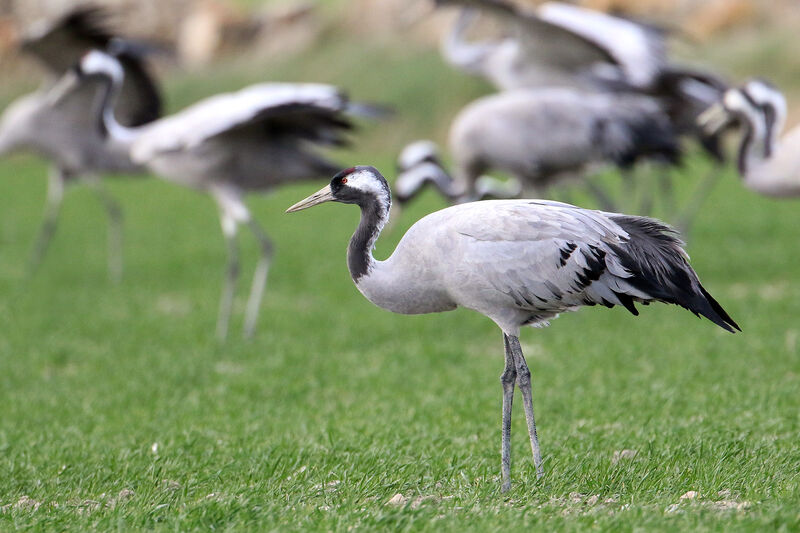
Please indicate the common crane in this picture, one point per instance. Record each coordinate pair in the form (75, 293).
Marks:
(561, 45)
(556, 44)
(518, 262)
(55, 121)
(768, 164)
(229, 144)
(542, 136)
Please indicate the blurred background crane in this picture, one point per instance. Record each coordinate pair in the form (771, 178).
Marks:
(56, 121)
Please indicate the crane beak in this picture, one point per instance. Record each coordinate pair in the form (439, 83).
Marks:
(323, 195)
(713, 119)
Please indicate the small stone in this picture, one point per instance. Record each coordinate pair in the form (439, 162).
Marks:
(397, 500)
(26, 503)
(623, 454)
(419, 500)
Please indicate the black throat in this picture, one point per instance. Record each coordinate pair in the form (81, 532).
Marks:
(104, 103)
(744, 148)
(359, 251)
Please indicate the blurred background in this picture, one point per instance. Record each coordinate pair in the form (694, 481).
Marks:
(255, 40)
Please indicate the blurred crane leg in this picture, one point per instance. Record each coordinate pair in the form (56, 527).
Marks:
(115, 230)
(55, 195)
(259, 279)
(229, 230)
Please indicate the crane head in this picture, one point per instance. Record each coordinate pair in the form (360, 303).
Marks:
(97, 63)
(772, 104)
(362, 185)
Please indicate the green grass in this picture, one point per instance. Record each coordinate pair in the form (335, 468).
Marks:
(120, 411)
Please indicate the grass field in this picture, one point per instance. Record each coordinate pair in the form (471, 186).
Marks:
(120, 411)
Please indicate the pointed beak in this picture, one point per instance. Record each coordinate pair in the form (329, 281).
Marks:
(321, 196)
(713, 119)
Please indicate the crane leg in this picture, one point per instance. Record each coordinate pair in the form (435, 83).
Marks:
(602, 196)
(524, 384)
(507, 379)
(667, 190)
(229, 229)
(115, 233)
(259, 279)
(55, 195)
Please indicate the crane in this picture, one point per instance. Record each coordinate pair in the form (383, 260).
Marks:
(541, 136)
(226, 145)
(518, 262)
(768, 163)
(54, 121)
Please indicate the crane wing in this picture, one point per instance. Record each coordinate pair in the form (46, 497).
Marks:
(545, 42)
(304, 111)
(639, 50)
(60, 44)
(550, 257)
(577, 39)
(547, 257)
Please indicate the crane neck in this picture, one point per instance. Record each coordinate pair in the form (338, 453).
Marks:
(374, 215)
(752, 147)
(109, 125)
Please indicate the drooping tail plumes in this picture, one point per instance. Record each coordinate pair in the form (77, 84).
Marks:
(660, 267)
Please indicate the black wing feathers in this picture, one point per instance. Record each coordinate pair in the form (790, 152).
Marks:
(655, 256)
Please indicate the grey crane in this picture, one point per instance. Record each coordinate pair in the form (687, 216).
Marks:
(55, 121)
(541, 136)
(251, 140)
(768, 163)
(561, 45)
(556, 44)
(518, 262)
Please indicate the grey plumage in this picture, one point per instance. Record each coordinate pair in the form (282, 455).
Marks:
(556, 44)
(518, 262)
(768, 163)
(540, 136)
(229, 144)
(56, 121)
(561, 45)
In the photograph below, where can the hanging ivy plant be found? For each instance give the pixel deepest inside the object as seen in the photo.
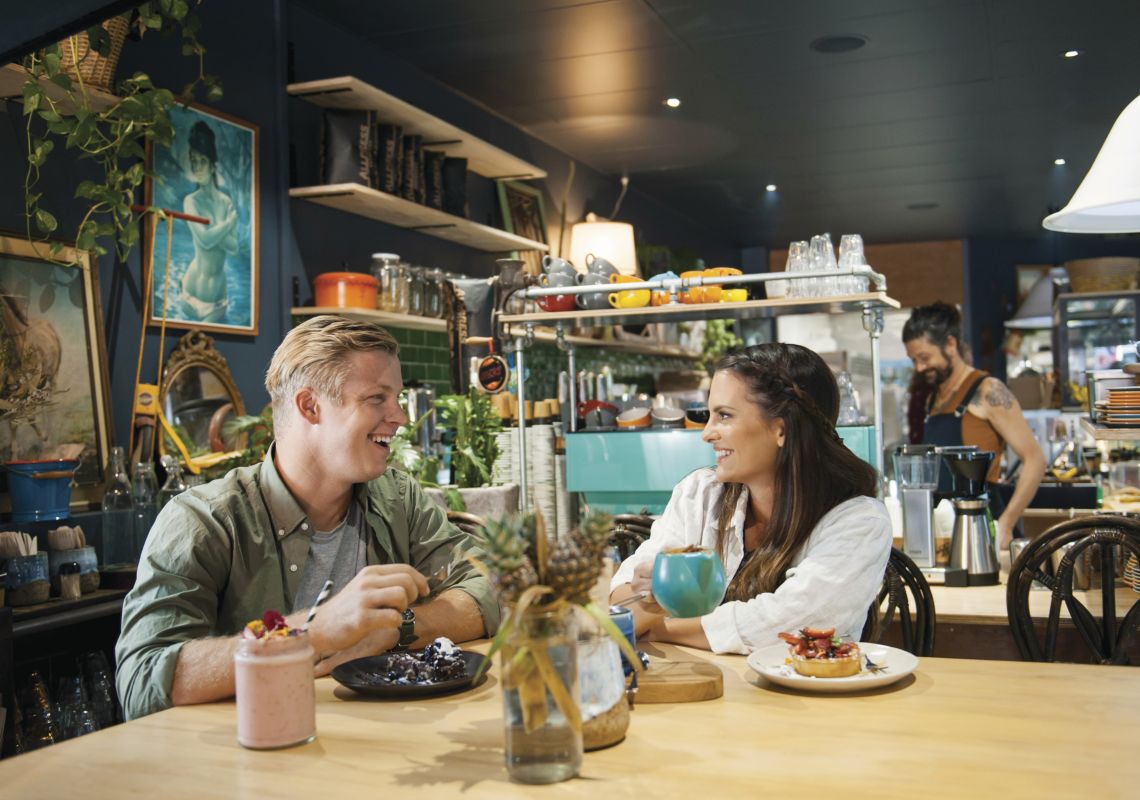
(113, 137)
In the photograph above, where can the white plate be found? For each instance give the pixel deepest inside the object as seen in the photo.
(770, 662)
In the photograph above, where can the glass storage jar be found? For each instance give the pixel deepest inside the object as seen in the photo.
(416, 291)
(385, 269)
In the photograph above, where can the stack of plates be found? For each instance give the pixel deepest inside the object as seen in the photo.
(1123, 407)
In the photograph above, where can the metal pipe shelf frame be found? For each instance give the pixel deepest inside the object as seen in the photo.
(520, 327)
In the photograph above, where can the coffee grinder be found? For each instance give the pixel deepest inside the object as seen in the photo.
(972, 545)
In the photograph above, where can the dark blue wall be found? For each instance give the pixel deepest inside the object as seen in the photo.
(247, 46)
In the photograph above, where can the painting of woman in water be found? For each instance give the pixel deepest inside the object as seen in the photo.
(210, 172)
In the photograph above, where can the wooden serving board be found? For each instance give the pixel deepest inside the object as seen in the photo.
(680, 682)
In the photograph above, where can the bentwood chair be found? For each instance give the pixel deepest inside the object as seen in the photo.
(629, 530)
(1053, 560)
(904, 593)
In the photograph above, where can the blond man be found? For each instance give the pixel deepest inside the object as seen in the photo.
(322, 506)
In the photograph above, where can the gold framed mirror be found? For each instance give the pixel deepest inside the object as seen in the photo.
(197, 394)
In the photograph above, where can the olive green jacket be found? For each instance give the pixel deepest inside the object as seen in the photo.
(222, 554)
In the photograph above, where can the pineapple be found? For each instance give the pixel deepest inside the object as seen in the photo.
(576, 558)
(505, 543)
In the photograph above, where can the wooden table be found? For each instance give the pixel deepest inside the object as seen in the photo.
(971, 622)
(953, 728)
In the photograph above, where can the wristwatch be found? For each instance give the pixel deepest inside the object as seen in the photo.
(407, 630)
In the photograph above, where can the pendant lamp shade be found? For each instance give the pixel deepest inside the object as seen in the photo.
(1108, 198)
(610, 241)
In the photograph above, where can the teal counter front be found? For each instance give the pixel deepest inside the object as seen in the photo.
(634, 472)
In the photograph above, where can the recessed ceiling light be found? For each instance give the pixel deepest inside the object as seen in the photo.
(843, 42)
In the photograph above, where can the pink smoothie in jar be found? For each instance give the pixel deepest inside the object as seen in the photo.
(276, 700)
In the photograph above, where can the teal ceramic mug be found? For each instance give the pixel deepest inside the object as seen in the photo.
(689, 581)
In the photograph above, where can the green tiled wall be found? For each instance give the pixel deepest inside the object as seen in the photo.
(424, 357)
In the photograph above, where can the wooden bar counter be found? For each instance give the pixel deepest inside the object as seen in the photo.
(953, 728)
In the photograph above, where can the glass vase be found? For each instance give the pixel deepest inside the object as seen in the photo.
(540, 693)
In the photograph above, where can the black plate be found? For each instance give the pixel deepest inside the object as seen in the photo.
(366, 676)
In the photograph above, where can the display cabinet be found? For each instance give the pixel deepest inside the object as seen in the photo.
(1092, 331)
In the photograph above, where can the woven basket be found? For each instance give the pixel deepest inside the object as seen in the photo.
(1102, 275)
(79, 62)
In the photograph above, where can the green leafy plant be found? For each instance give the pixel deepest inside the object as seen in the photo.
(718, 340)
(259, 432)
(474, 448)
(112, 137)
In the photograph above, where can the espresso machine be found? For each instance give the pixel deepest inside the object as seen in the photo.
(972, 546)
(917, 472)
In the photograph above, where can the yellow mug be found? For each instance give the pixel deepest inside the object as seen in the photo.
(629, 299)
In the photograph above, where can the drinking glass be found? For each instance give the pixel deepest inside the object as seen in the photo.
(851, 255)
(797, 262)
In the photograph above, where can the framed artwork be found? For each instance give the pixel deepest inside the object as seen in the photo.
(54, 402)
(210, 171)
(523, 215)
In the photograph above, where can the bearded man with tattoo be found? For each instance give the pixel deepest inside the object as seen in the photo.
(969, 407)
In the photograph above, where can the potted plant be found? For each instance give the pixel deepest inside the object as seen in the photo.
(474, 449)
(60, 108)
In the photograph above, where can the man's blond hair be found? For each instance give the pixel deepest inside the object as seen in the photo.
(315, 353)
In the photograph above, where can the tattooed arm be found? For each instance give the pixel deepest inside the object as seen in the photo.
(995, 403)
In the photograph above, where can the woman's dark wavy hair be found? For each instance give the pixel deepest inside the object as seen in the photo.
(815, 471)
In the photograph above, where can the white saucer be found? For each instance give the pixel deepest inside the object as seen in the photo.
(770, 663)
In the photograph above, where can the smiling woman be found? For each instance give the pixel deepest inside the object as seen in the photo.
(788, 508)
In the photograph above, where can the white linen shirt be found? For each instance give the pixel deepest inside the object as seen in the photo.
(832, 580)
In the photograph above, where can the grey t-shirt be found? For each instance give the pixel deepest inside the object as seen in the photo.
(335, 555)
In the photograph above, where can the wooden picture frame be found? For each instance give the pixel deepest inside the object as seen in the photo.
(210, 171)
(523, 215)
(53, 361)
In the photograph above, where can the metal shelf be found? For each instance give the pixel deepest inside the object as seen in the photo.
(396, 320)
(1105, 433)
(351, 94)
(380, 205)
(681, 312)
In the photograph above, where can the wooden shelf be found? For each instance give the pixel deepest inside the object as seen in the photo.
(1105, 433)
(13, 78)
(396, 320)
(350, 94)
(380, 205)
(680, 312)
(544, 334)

● Stated exercise
Only the lines from the one with "In the photograph above, where can the smiling" through the end of the material are wanted; copy them exactly, both ends included.

● Complete output
In the photograph above, where can the smiling woman be found? For each instance give the pixel deepest inside the object as seen in the photo.
(788, 508)
In the photograph above, where can the white linen shirt be found? For each instance give the pixel deepest inside the object as seen in the photo.
(832, 580)
In the photograph above, where can the grey t-shirt be found? For each instance give the pixel deepest inside the object as seen in the photo.
(335, 555)
In the photograph above, where can the wooden picture frame be found? For each instance give the pixel deepest inside the object as seen in the photo.
(210, 171)
(523, 215)
(53, 361)
In the photograph above, where can the metal shelf be found? For each instance give the pixel deepest inside the object as seen in the photo.
(396, 320)
(1105, 433)
(351, 94)
(380, 205)
(681, 312)
In the photograph above, where can the wooden shelf be found? For each instance give the pixel deepest inside the object as seen in the photo.
(1105, 433)
(13, 78)
(396, 320)
(350, 94)
(380, 205)
(680, 312)
(544, 334)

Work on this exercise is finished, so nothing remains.